Repeating the same mistakes means the facts with similar semantics appear in many different candidate phrase sets. As a result, the cluster based on the semantic similarity can characterize keyphrases sets from others. By counting the minimum number of operations required to switch one string to the other, edit distance is a method to evaluate the semantic similarity [39] between two candidate phrases sets. In our work, types of operation contain the insertion, removal, or substitution of a character in the string. This kind of distance is called Levenshtein distance [40] which is defined as the following.

sem(a,b)=lev(a,b)=\left\{\begin{array}[]{lc}|a|&if|b|=0\\ |b|&if~{}|a|=0\\ lev(tail(a),tail(b))&if~{}\;a[0]=b[0]\\ 1+min\left\{\begin{array}[]{l}lev(tail(a),b)\\ lev(a,tail(b))\\ lev(tail(a),tail(b))\end{array}\right.&otherwise\end{array}\right.\\

(4)

$lev(a,b)$ is the Levenshtein distance of the two strings $a,b$ and $|a|,|b|$ is the length of them. The tail of string a ( $tail(a)$ ) is the string of all but the first character of $a$ , and $a[n]$ is the nth character of the string a, starting with character 0. For the two strings $a,b$ ( $|a|>0,|b|>0$ ), if they’re exactly the same, $lev(a,b)=1$ . Further, the larger the difference between $a,b$ , the higher the Levenshtein distance. As a result, $lev(a,b)$ can be used to evaluate semantic similarity. Let $T_{D}$ be the candidate phrases. Levenshtein distance is used to get the pairwise similarities between each pair of phases in $T_{D}$ . And the result is a similar matrix of size $|T_{D}|\times|T_{D}|$ , which is denoted by $SC$ .

Then, $SC$ will be clustered. There are many kinds of algorithms to cluster $SC$ efficiently, but not all can analyze the distance matrix. DBSCAN [41] is a robust algorithm that does not need to specify the number of clusters. DBSCAN requires two parameters. One is the radius of a neighborhood with respect to some point denoted by $\varepsilon$ . The other is the minimum number of points ( $minPts$ ) required to form a dense region. A point is a core point if at least $minPts$ points (including the core point) are within distance $\varepsilon$ of it. With the core point, DBSCAN will cluster all points (core or non-core) that are reachable from it.

Every parameter will influence the result of an algorithm, which is the key for every mining task. To DBSCAN, $\varepsilon$ and $minPts$ as parameters are needed to specified by the user.

1.

$minPts$ is then the desired minimum cluster size. Because people always repeat the same mistakes, $minPts$ can be set a little higher. Generally, higher values are better for data sets with noise sets and will yield more significant clusters. Here noise sets mean the content of the phrase set is nothing about the cause of the accident. In the clustering process of our study, $minPts$ is always 5.
2.

· · · · ·

▶ What this exercise asks:
**A)** Repeat word for word the part of the passage on edit distance that opens with the words containing "Then, $SC$ will" and closes with "reachable from it.".
**B)** Reproduce the listing verbatim from its beginning through the line that contains "positive clicks: (48, 126)", both ends included, and leave the pictures out.
The passage on edit distance and the listing come from separate, unrelated sources.

· · · · ·

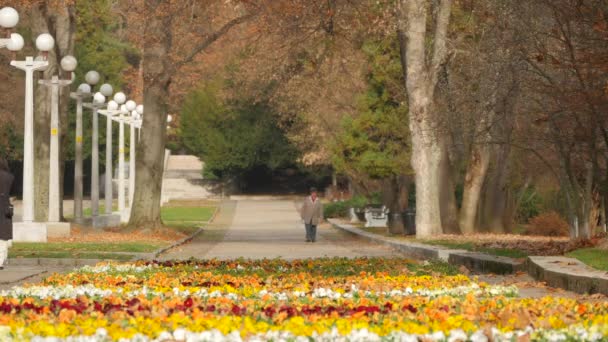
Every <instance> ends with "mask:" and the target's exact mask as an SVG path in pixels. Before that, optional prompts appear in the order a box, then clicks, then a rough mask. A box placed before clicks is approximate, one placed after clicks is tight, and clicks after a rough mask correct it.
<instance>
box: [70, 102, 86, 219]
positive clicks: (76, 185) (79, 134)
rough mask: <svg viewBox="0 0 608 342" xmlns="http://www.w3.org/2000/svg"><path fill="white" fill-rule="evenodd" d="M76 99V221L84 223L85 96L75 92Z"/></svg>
mask: <svg viewBox="0 0 608 342" xmlns="http://www.w3.org/2000/svg"><path fill="white" fill-rule="evenodd" d="M70 95H71V97H72V98H73V99H76V148H75V150H74V152H75V159H76V160H75V162H74V221H75V222H76V223H82V196H83V184H82V180H83V176H82V174H83V172H82V99H83V97H84V96H83V94H82V93H80V92H75V93H71V94H70Z"/></svg>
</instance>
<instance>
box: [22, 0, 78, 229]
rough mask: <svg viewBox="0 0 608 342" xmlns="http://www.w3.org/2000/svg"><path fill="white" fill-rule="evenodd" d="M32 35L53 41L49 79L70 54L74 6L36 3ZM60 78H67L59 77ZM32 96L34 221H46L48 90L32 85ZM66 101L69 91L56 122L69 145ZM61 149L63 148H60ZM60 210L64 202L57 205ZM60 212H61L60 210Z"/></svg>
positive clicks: (48, 126)
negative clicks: (54, 41)
mask: <svg viewBox="0 0 608 342" xmlns="http://www.w3.org/2000/svg"><path fill="white" fill-rule="evenodd" d="M30 13H31V18H32V33H33V36H34V38H35V37H37V36H38V35H39V34H41V33H50V34H51V35H52V36H53V37H54V38H55V48H54V49H53V50H51V51H50V52H49V54H48V57H47V58H48V61H49V67H48V68H47V69H46V70H45V71H44V72H43V74H42V77H43V78H45V79H50V78H51V77H52V76H53V75H56V74H57V73H58V72H59V71H60V68H59V61H60V60H61V58H63V57H64V56H66V55H73V52H74V38H75V32H76V26H75V25H76V21H75V18H74V8H73V5H69V6H66V5H62V6H59V5H51V4H48V3H47V2H39V3H38V4H36V5H34V6H32V9H31V12H30ZM61 76H62V77H63V78H65V77H69V75H65V74H64V75H61ZM35 84H36V86H35V96H34V101H35V103H34V110H35V115H34V117H35V120H34V132H35V133H34V144H35V146H36V148H35V149H34V151H35V152H34V158H35V161H34V165H35V167H34V183H35V186H34V187H35V189H34V191H35V196H34V207H35V217H36V221H42V222H43V221H47V220H48V208H49V166H50V164H49V153H50V149H49V145H50V139H51V137H50V129H51V128H50V121H51V120H50V113H51V111H50V105H51V97H50V96H51V90H50V88H49V87H45V86H40V85H37V82H36V83H35ZM68 102H69V89H67V90H64V91H62V92H61V93H60V101H59V116H60V118H59V120H60V122H61V128H62V129H61V132H62V137H61V138H62V139H61V141H62V145H63V146H64V144H66V143H68V141H67V140H66V139H65V138H66V136H67V135H66V134H67V127H68ZM60 149H61V150H63V149H62V146H60ZM61 150H60V153H59V155H60V163H59V165H60V172H59V180H60V186H59V189H60V194H61V195H60V196H61V198H63V174H64V166H63V161H64V153H62V152H61ZM60 207H61V209H63V203H60ZM61 212H63V210H62V211H61Z"/></svg>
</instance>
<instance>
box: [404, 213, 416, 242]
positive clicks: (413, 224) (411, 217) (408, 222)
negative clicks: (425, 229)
mask: <svg viewBox="0 0 608 342" xmlns="http://www.w3.org/2000/svg"><path fill="white" fill-rule="evenodd" d="M403 226H404V228H405V235H416V209H414V208H407V209H405V211H404V212H403Z"/></svg>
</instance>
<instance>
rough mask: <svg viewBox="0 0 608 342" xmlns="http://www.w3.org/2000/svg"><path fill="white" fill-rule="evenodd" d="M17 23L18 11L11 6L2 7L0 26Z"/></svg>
mask: <svg viewBox="0 0 608 342" xmlns="http://www.w3.org/2000/svg"><path fill="white" fill-rule="evenodd" d="M17 23H19V13H18V12H17V10H15V9H14V8H12V7H4V8H2V9H1V10H0V26H2V27H4V28H13V27H15V26H17Z"/></svg>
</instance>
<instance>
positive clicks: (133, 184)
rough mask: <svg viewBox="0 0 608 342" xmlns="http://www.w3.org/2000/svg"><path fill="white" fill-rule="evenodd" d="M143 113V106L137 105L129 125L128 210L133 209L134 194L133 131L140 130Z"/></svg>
mask: <svg viewBox="0 0 608 342" xmlns="http://www.w3.org/2000/svg"><path fill="white" fill-rule="evenodd" d="M143 113H144V106H143V105H139V106H137V107H136V108H135V111H133V112H131V120H130V121H129V125H130V128H131V132H130V136H129V137H130V142H129V208H132V207H133V195H134V194H135V150H136V148H137V146H136V142H135V129H136V128H138V127H139V128H141V116H142V115H143Z"/></svg>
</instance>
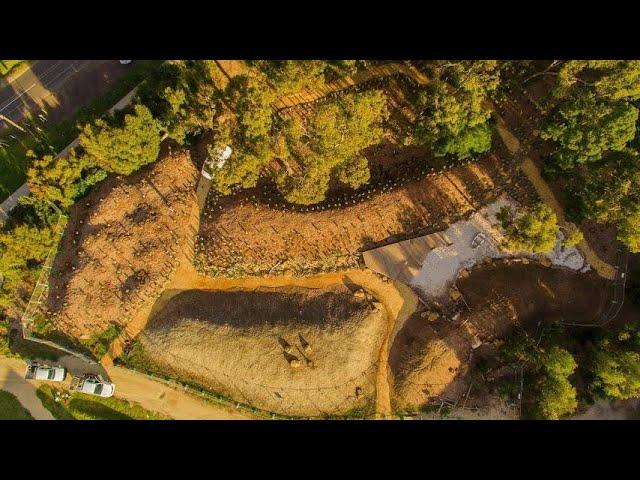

· · · · ·

▶ Answers to the exercise:
**A)**
Then, $SC$ will be clustered. There are many kinds of algorithms to cluster $SC$ efficiently, but not all can analyze the distance matrix. DBSCAN [41] is a robust algorithm that does not need to specify the number of clusters. DBSCAN requires two parameters. One is the radius of a neighborhood with respect to some point denoted by $\varepsilon$ . The other is the minimum number of points ( $minPts$ ) required to form a dense region. A point is a core point if at least $minPts$ points (including the core point) are within distance $\varepsilon$ of it. With the core point, DBSCAN will cluster all points (core or non-core) that are reachable from it.

**B)**
Every <instance> ends with "mask:" and the target's exact mask as an SVG path in pixels. Before that, optional prompts appear in the order a box, then clicks, then a rough mask. A box placed before clicks is approximate, one placed after clicks is tight, and clicks after a rough mask correct it.
<instance>
box: [70, 102, 86, 219]
positive clicks: (76, 185) (79, 134)
rough mask: <svg viewBox="0 0 608 342" xmlns="http://www.w3.org/2000/svg"><path fill="white" fill-rule="evenodd" d="M76 99V221L84 223L85 96L75 92Z"/></svg>
mask: <svg viewBox="0 0 608 342" xmlns="http://www.w3.org/2000/svg"><path fill="white" fill-rule="evenodd" d="M70 95H71V97H72V98H73V99H76V148H75V150H74V152H75V159H76V160H75V162H74V221H75V222H76V223H82V196H83V184H82V180H83V176H82V174H83V172H82V99H83V97H84V96H83V94H82V93H80V92H75V93H71V94H70Z"/></svg>
</instance>
<instance>
box: [22, 0, 78, 229]
rough mask: <svg viewBox="0 0 608 342" xmlns="http://www.w3.org/2000/svg"><path fill="white" fill-rule="evenodd" d="M32 35L53 41L49 79L70 54L74 6L36 3ZM60 78H67L59 77ZM32 96L34 221H46L48 90L32 85ZM66 101L69 91L56 122L69 145ZM61 149L63 148H60ZM60 210L64 202L57 205ZM60 212H61L60 210Z"/></svg>
positive clicks: (48, 126)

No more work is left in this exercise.